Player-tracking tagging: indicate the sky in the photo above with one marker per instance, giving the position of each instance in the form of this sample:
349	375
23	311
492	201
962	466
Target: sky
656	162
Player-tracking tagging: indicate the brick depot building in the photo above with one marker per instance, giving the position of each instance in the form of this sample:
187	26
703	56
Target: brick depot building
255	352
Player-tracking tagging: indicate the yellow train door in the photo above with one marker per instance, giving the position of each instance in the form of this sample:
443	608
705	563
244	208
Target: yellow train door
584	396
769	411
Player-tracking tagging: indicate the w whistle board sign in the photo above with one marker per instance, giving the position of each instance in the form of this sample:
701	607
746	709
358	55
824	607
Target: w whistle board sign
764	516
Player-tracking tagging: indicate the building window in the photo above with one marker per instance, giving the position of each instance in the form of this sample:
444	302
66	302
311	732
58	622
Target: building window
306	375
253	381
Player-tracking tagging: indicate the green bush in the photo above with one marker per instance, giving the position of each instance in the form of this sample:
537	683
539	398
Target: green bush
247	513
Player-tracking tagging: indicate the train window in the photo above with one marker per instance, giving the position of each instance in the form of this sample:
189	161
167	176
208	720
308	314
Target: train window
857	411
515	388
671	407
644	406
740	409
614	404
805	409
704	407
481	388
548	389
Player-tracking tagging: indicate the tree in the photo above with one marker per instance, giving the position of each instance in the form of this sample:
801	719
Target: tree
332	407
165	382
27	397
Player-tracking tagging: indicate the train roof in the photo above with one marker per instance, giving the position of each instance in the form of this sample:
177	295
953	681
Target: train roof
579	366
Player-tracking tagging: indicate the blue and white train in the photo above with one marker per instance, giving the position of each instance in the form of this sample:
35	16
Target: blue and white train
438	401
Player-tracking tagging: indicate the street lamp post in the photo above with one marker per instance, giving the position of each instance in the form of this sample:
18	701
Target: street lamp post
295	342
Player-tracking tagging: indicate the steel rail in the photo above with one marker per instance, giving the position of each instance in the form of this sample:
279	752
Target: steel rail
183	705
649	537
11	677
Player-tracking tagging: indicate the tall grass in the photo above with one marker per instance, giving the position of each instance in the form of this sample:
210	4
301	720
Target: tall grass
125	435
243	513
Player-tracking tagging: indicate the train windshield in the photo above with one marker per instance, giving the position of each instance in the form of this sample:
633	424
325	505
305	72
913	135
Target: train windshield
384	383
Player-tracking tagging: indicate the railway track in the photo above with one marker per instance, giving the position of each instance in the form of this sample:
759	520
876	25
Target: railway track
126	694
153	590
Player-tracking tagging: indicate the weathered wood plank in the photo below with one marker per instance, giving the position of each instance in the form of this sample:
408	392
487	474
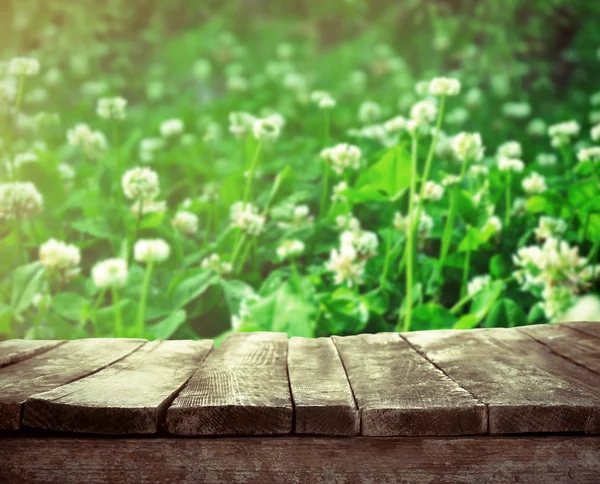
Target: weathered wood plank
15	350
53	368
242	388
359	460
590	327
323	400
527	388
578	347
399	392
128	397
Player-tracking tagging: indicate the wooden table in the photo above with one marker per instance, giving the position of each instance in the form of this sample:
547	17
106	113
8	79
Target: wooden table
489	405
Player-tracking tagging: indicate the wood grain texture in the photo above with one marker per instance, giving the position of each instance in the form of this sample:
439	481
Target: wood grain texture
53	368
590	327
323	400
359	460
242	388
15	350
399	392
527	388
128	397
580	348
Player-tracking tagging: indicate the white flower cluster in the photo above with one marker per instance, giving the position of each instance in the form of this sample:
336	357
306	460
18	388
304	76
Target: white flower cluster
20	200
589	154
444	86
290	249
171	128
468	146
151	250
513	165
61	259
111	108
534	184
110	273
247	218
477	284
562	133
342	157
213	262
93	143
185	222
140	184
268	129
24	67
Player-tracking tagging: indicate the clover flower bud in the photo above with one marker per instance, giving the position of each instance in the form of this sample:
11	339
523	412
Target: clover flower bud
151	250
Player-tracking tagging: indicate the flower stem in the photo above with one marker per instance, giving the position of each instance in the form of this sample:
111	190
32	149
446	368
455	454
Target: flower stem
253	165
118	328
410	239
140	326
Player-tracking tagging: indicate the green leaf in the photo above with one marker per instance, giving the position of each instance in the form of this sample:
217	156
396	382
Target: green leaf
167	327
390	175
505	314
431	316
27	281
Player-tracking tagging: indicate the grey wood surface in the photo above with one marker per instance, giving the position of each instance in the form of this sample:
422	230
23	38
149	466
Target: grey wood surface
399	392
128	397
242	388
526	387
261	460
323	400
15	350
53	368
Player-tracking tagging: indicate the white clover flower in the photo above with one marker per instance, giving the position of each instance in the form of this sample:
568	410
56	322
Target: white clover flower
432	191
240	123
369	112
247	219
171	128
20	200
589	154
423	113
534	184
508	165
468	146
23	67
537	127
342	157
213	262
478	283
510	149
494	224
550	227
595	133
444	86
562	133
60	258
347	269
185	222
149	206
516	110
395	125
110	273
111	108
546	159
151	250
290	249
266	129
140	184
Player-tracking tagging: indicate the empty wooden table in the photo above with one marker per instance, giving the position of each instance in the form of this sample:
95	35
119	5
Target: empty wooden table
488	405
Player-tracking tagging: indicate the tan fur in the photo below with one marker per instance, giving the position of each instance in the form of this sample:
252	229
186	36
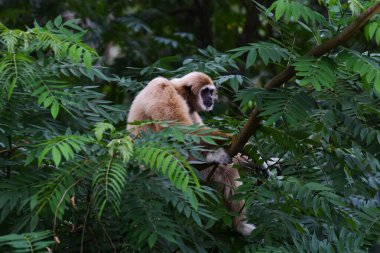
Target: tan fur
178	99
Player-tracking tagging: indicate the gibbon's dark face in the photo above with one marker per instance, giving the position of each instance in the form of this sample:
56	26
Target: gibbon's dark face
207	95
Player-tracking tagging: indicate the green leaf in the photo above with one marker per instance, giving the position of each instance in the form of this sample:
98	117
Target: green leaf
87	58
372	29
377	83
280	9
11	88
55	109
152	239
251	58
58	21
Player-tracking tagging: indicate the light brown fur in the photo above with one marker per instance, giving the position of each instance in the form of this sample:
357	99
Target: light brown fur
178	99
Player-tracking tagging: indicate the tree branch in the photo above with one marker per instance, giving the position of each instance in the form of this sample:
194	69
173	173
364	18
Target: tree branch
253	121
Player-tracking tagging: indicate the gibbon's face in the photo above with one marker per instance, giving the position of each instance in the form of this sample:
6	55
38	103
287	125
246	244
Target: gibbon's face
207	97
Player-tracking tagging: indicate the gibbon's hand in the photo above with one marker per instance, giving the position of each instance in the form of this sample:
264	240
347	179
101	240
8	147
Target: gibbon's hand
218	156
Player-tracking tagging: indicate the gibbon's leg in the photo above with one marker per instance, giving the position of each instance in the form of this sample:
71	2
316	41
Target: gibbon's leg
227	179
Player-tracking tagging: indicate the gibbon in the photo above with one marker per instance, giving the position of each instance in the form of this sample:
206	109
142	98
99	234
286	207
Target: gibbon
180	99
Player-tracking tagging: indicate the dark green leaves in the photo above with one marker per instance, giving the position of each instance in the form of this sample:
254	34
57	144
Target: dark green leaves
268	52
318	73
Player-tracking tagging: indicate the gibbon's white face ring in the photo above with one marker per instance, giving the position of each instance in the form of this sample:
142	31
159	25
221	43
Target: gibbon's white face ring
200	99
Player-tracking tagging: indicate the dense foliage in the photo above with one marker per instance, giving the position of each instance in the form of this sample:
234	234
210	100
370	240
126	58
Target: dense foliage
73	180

#### [Task item]
Now transcribe all the entries above exactly, so that no picture is carried over.

#### [Task solution]
Player-tracking tagging: indicate the sky in the photo above with one marker per instance, giving the position of each instance in the form of this sample:
349	375
23	311
492	201
962	466
Target: sky
656	162
Player-tracking tagging: indicate the brick depot building in the photo above with one marker per instance, giving the position of each instance in the form of this sample:
187	26
703	56
Target: brick depot building
255	352
Player-tracking tagging: indicate the yellow train door in the photo above with one marker per instance, giving the position of each instance in the form of this sample:
443	608
705	563
244	208
Target: yellow train door
584	396
769	411
Player-tracking tagging: indicate the w whistle board sign in the photo above with one marker per instance, giving the position of each instance in the form of this sample:
701	607
746	709
358	55
824	607
Target: w whistle board sign
764	516
Player-tracking tagging: indicate the building window in the photo above with one marker per instance, giving the position of each instance in the form of this sample:
444	302
66	302
311	732
58	622
Target: building window
306	375
253	381
Player-tracking tagging: indicate the green bush in the photo above with one marker per instance, giving the position of each instance in the form of this sample:
537	683
539	398
Target: green bush
247	513
Player-tracking tagging: indicate the train window in the photo above with one marker per instance, giving the position of each instance in the form of this sample:
189	161
167	176
208	720
308	314
Target: train window
857	411
515	388
671	407
644	406
740	409
614	404
805	409
704	407
481	388
548	389
Player-tracking tagging: indicate the tree in the photo above with one marker per instance, giving the position of each instance in the form of this sample:
801	719
Target: tree
332	407
165	382
27	397
Player-tracking tagging: indicate the train roof in the photo above with one marker per instance, giving the position of each instance in the form of this sample:
177	295
953	681
Target: train roof
579	366
Player-tracking tagging: indicate the blue and white train in the photo above with one marker per instance, giving the position of each instance in the form of this sample:
35	16
Target: blue and white train
438	401
Player-tracking tagging: indicate the street lamp post in the photo above with one marker per instance, giving the position of each instance in the form of this sample:
18	701
Target: street lamp post
295	342
Player-tracking tagging: indicate the steel rail in the photo above with one marker per instance, giving the position of each instance in the form of this sample:
279	752
Target: steel rail
183	705
649	537
11	677
Player-tracking tagging: indicate the tall grass in the photo above with one marker per instance, giving the position of each instance in the form of this sample:
210	4
301	720
Target: tall grass
125	435
243	513
Player-tracking tagging: indicate the train windshield in the photo above with one marker per instance, giving the position of each instance in the form of this sample:
633	424
325	505
305	72
913	135
Target: train windshield
384	383
Player-tracking tagging: indicate the railway track in the photo above with one marker per instance, giving the position of each instance in the form of this sample:
759	520
876	25
Target: railway track
126	694
153	590
Player-tracking tagging: indicate the weathered wood plank in the photo below with one marker per instance, giving the position of each instance in the form of this sample:
408	392
487	474
Target: weathered wood plank
15	350
53	368
242	388
359	460
590	327
323	400
527	388
578	347
399	392
128	397
Player-tracking tagging: indicate the wooden table in the photo above with one marker per instance, giving the position of each instance in the form of this sample:
547	17
106	113
8	79
Target: wooden table
489	405
Player-tracking tagging: indicate the wood grain texture in the photo above with one marker per instance, giving the position of each instance in the form of this sample:
439	481
Target: wood grain texture
53	368
590	327
323	400
359	460
242	388
15	350
399	392
527	388
128	397
580	348
Player-tracking tagging: indicate the white flower cluster in the photo above with one marker per instance, giving the position of each instance in the form of this sample:
336	357
306	460
18	388
304	76
Target: white flower cluster
20	200
589	154
444	86
290	249
171	128
468	146
151	250
513	165
61	259
111	108
534	184
110	273
247	218
477	284
562	133
342	157
213	262
93	143
185	222
140	184
268	129
24	67
Player-tracking tagging: indicate the clover flower bud in the photo above with one marker per instance, giving the position of each instance in the form of this sample:
11	339
523	412
Target: clover flower bud
151	250
Player-tracking tagging: indicate the flower stem in the photo above with one marker per instance, giving the position of each instance in the form of this sample:
111	190
32	149
446	368
455	454
Target: flower stem
253	165
118	328
410	239
140	326
Player-tracking tagging: indicate the green leaf in the photo above with one marker per instance, giving the position of each instance in the form of this sample:
217	156
396	382
Target: green leaf
167	327
390	175
505	314
431	316
27	281
Player-tracking tagging: indicate the grey wood surface in the photo above with one marker per instance, giving the position of each instance in the form of this sample:
422	230
23	38
149	466
Target: grey wood surface
399	392
128	397
242	388
526	387
261	460
323	400
15	350
53	368
Player-tracking tagging: indicate the white clover flower in the photo above with one marker per instance, giving the position of each instance in the form of this sample:
568	410
56	322
Target: white clover flower
432	191
240	123
369	112
247	219
171	128
20	200
589	154
423	113
534	184
508	165
468	146
23	67
537	127
342	157
213	262
478	283
510	149
494	224
550	227
595	133
444	86
562	133
60	258
347	269
185	222
149	206
516	110
395	125
110	273
111	108
546	159
151	250
290	249
266	129
140	184
Player-tracking tagging: indicate the empty wooden table in the photo above with one marker per instance, giving the position of each instance in the form of this sample:
95	35
119	5
Target: empty wooden table
488	405
Player-tracking tagging: indicate the tan fur in the photo below with one marker per instance, giving the position of each instance in the form of this sample:
252	229
186	36
Target: tan fur
178	99
Player-tracking tagging: indicate the gibbon's dark face in the photo above with one marker per instance, giving the position of each instance in the form of this sample:
56	26
Target: gibbon's dark face
207	95
Player-tracking tagging: indicate the green leaf in the photo above with one marker per instance, giving the position of each instance in the form of this sample:
98	117
Target: green leaf
87	58
372	29
377	83
280	9
11	88
55	109
152	239
251	58
58	21
Player-tracking tagging: indicate the light brown fur in the photo above with one marker per instance, giving the position of each instance in the form of this sample:
357	99
Target: light brown fur
178	99
Player-tracking tagging: indicate the tree branch in the photo above with one marker per instance, giving the position of each instance in the form of this sample:
194	69
173	173
364	18
Target: tree branch
253	121
Player-tracking tagging: indicate the gibbon's face in the photo above with one marker per instance, giving the position of each instance in the form of this sample:
6	55
38	103
287	125
246	244
Target: gibbon's face
207	97
Player-tracking tagging: indicate the gibbon's hand in the photo above with one marker per instance, giving the position of each instance in the form of this sample:
264	240
347	179
101	240
8	147
Target: gibbon's hand
218	156
Player-tracking tagging: indicate the gibbon's leg in the photo above with one marker per instance, giving the position of each instance in the form of this sample:
71	2
316	41
Target: gibbon's leg
227	179
Player-tracking tagging: indicate the gibbon in the photo above with one marker per instance, giving the position of each instance in the form of this sample:
206	109
142	98
99	234
286	207
Target: gibbon
180	99
Player-tracking tagging: indicate the dark green leaves in the photo above with one marker per instance, giving the position of each instance in the form of this sample:
254	34
57	144
Target: dark green leaves
268	52
318	73
Player-tracking tagging: indicate the gibbon's white face ring in the photo above with one marker per instance, giving the position of each instance in the form of this sample:
142	31
159	25
221	43
Target: gibbon's white face ring
200	99
Player-tracking tagging: indicate the dense foliage in the photo above with one marker per instance, giving the position of each instance in the form of this sample:
234	234
210	100
370	240
126	58
Target: dense foliage
73	180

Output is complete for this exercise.